WORK INSTRUCTIONS: Repeat every line of the records below word for word, changing nothing.

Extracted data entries
▼▼▼

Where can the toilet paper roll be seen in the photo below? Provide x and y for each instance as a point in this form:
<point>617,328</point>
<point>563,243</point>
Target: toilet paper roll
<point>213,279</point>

▲▲▲

OUTPUT BELOW:
Where can the toilet paper roll be seen in the photo below? Provide x and y for each instance as a point in this form:
<point>617,328</point>
<point>563,243</point>
Target: toilet paper roll
<point>213,279</point>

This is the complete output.